Sepulang ke tanah air, Ilham kembali memutuskan untuk bergabung menjadi jurnalis di Riau Pos. Saat itu ia juga sangat aktif di organisasi kewartawanan. Bahkan sempat menjadi Ketua Aliansi Jurnalis Indonesia (AJI) pada tahun 2010-2013. Ilham juga pernah menjadi saksi ahli pers bersertifikat pada 2010-2013. Di Riau Pos sendiri, Ilham sempat menjabat sebagai Koordinator Liputan (Korlip) Riau Pos pada tahun 2014.
Di samping itu dia pernah juga tercatat mengajar sebagai dosen lepas di beberapa perguruan tinggi seperti UIR, UIN, AKMR dan STIH Persada Bunda. Terutama untuk mata kuliah hukum tata negara, hukum internasional, hukum etika pers dan penyiaran, menulis karya tulis ilmiah populer dan mata kuliah jurnalistik.
“Saya pernah ketua tim advokasi AJI. Korban kekerasan wartawan saat diintimidasi oknum aparat. Kemudian sudah sekian lama jadi wartawan kayak ada panggilan profesi bahwa KPU perlu orang dari unsur media,” kenangnya.
Pada 2014 itulah Ilham memutuskan untuk mendaftar sebagai Komisioner KPU Riau. Karena memiliki latar belakang pendidikan hukum, diberi amanah memimpin divisi hukum dan pengawasan. Ada banyak pengalaman yang ia lalui ketika menjabat selama 5 tahun terakhir. Mulai dari percobaan pemberian suap, sampai digugat dan bersengketa di Mahkamah Konstitusi (MK) pernah ia lalui.
“Sangat banyak pengalaman 5 tahun belakangan. Mulai dari percobaan gratifikasi. Saya mau dicoba disuap orang. Kemudian menyiapkan persoalan hukum cukup banyak. Mulai dari dilaporkan atau digugat ke pengadilan negeri pernah. PTUN pernah. Gakumdu Bawaslu sampai bersengketa di MK. Semua berkaitan dengan pekerjaan,” ucapnya.
Sampai 2018 akhir, menjelang masa jabatan periode pertamanya habis, Ilham kembali mendaftar sebagai komisioner KPU. “Tak pernah mengira. Tak ada prediksi untuk itu (Ketua KPU Riau, red), termasuk niatan. Hanya saja, saya sudah mempersiapkan diri untuk amanah ini,” ungkapnya.

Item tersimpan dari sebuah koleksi
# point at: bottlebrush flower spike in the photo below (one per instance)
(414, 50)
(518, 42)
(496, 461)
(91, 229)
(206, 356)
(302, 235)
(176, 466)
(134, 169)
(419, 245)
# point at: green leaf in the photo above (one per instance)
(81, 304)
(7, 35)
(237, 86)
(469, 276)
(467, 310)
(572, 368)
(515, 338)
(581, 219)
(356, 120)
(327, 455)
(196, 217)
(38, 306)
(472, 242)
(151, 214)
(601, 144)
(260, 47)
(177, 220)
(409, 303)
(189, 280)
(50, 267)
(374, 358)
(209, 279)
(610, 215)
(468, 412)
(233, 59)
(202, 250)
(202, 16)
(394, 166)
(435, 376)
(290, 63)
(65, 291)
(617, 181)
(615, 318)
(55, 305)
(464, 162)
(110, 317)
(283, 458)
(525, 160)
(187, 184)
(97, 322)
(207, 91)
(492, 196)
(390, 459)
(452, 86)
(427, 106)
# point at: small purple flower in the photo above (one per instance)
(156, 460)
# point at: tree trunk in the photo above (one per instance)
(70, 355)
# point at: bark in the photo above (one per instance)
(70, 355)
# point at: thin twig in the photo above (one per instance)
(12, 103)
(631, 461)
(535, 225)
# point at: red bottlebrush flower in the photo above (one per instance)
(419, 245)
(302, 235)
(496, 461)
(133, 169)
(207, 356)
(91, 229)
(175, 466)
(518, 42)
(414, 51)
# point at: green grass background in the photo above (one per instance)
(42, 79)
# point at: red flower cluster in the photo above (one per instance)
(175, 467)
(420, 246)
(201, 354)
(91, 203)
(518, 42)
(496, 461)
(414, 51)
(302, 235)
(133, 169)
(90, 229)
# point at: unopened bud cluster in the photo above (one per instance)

DAFTAR TUGAS ▸
1) Menurut teks profil Ilham, mengapa Ilham diberi amanah memimpin divisi hukum dan pengawasan di KPU Riau? Jawab dalam satu sampai tiga kalimat.
2) Tolong perpanjang teks profil Ilham, mulai setelah kalimat terakhir yang ada.
Data tersebut diambil dari sumber lain.

JAWABAN TUGAS ▸
1) Ilham diberi amanah memimpin divisi hukum dan pengawasan karena ia memiliki latar belakang pendidikan hukum.

2)
Dengan jabatan sebagai Ketua KPU Riau, Ilham bertekad untuk lebih memperkuat dari segi kelembagaan. Ia mencontohkan, dulu masyarakat masih menganggap bahwa KPU merupakan lembaga yang menyebabkan faktor kecurangan pemilihan. Namun sejak beberapa waktu belakangan anggapan itu mulai berkurang. Itu karena konsistensi KPU dalam menjaga independensi. ‘’Kami akan menjaga kemandirian KPU ke depan,’’ ujarnya.
Ia juga ingin membangun kelembagaan yang transparan. Bahwa seluruh informasi di KPU menjadi milik publik. Terkecuali hal-hal yang belum di plenokan atau diputuskan didalam rapat. Semua informasi ia inginkan tidak ada yang disembunyikan. Semuanya terbuka selebar-lebarnya untuk masyarakat.
Selanjutnya ia ingin membangun hubungan yang lebih erat antara KPU tingkat provinsi dan kabupaten kota. Dengan menggunakan teknologi yang sederhana. Seperti Whatsapp grup dan lain sebagainya. Ia juga menyatakan siap untuk mencarikan solusi atas semua permasalahan yang dialami komisioner KPU di Kabupaten kota. “Kami membiasakan mencarikan solusi yang cepat dan tepat. Memanfaatkan teknologi yang ada saat ini. Apalagi di masa sibuk seperti sekarang,” paparnya.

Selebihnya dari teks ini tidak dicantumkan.